--- Exercise data ---

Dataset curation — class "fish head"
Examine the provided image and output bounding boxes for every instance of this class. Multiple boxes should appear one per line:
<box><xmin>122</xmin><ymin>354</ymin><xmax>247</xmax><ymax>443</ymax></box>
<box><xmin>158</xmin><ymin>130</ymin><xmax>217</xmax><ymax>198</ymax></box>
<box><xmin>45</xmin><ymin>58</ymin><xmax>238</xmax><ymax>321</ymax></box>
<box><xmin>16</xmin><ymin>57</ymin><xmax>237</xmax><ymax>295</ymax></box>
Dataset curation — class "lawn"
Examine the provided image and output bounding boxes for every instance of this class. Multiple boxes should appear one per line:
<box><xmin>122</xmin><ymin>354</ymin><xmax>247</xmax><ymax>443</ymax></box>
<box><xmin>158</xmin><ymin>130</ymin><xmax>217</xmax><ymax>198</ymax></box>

---
--- Exercise data ---

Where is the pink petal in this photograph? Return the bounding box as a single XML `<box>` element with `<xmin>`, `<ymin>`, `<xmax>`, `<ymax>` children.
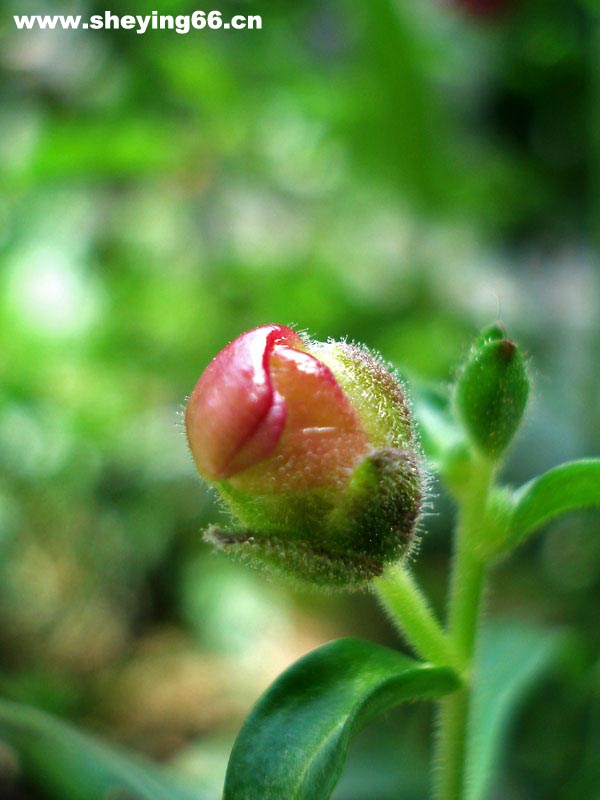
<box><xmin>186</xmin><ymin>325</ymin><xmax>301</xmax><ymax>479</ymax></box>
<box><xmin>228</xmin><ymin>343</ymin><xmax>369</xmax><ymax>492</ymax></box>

---

Directions for this task:
Only the lines containing the string "Dataset" are needed; pull them out of the records.

Written answer:
Dataset curation — class "fish head"
Dataset curation — class "lawn"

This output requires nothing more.